Work item
Your answer should consist of the complete listing, repeated verbatim.

##########

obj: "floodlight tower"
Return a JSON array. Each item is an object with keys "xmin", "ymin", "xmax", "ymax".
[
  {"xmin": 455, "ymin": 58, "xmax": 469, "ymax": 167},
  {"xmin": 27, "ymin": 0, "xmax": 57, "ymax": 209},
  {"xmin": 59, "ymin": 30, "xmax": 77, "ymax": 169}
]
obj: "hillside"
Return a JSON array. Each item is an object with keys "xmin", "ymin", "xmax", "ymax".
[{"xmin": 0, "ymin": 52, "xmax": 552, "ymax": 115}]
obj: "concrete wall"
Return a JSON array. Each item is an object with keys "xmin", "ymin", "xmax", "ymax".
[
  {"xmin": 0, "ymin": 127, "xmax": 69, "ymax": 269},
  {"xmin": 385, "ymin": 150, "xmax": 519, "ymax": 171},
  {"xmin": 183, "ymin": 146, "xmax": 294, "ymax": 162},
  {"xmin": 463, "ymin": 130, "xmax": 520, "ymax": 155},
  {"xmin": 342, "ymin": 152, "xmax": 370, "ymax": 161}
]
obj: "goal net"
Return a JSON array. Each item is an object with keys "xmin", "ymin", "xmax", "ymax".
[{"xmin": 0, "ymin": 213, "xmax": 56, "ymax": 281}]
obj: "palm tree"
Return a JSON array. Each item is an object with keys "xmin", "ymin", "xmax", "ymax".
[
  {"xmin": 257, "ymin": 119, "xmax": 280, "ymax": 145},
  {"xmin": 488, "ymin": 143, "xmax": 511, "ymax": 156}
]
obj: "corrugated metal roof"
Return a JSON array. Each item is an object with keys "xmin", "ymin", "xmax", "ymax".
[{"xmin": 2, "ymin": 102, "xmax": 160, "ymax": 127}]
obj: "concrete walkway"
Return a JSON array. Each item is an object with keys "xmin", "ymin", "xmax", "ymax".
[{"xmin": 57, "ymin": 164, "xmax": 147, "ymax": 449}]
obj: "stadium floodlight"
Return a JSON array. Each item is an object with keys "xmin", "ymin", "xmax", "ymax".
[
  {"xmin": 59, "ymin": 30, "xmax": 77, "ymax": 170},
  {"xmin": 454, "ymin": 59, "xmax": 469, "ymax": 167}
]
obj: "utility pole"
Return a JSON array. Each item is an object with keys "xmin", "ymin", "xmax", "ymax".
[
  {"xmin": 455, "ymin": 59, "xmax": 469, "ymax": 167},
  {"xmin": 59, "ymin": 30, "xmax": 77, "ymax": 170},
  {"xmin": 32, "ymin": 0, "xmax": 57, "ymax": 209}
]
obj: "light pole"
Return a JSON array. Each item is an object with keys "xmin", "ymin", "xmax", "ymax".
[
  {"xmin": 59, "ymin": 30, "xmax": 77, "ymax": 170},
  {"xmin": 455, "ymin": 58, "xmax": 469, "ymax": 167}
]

##########

Final answer
obj: "floodlight tower"
Return a JSON array. Each item is an object with keys "xmin", "ymin", "xmax", "ymax".
[
  {"xmin": 455, "ymin": 58, "xmax": 469, "ymax": 167},
  {"xmin": 27, "ymin": 0, "xmax": 57, "ymax": 209},
  {"xmin": 59, "ymin": 30, "xmax": 77, "ymax": 169}
]
obj: "hillside"
Return a JSON array. Each item is an object with keys "xmin", "ymin", "xmax", "ymax".
[{"xmin": 0, "ymin": 52, "xmax": 552, "ymax": 115}]
obj: "concrete wall"
Return a JSON array. Each item is an object with keys "xmin", "ymin", "xmax", "ymax".
[
  {"xmin": 0, "ymin": 127, "xmax": 69, "ymax": 269},
  {"xmin": 385, "ymin": 150, "xmax": 519, "ymax": 171},
  {"xmin": 183, "ymin": 146, "xmax": 294, "ymax": 162},
  {"xmin": 463, "ymin": 130, "xmax": 520, "ymax": 155},
  {"xmin": 342, "ymin": 152, "xmax": 370, "ymax": 161}
]
obj: "goal net"
Return a JSON array. Each item is an object with keys "xmin", "ymin", "xmax", "ymax".
[{"xmin": 0, "ymin": 213, "xmax": 56, "ymax": 281}]
obj: "palm tree"
Return a JSON array. Each item is an object with keys "xmin", "ymin", "xmax", "ymax".
[
  {"xmin": 257, "ymin": 119, "xmax": 280, "ymax": 145},
  {"xmin": 488, "ymin": 143, "xmax": 511, "ymax": 156}
]
obj: "corrugated metal roof"
Return a JSON array. Each item is an object with keys "xmin", "ymin", "xmax", "ymax".
[{"xmin": 2, "ymin": 102, "xmax": 160, "ymax": 127}]
obj: "concrete walkway"
Return a JSON array. Each item is an object with keys "xmin", "ymin", "xmax", "ymax".
[{"xmin": 57, "ymin": 164, "xmax": 147, "ymax": 449}]
obj: "stadium floodlight"
Return a JSON array. Each item is an object with keys "xmin", "ymin", "xmax", "ymax".
[
  {"xmin": 59, "ymin": 30, "xmax": 77, "ymax": 170},
  {"xmin": 454, "ymin": 59, "xmax": 469, "ymax": 167}
]
obj: "utility pole"
Return a JSON array. Each item is an object with keys "xmin", "ymin", "xmax", "ymax".
[
  {"xmin": 455, "ymin": 59, "xmax": 469, "ymax": 167},
  {"xmin": 59, "ymin": 30, "xmax": 77, "ymax": 170},
  {"xmin": 32, "ymin": 0, "xmax": 57, "ymax": 209}
]
obj: "light pole"
Return a JSON array. Each item is an object with keys "xmin", "ymin", "xmax", "ymax".
[
  {"xmin": 59, "ymin": 30, "xmax": 77, "ymax": 170},
  {"xmin": 455, "ymin": 58, "xmax": 469, "ymax": 167}
]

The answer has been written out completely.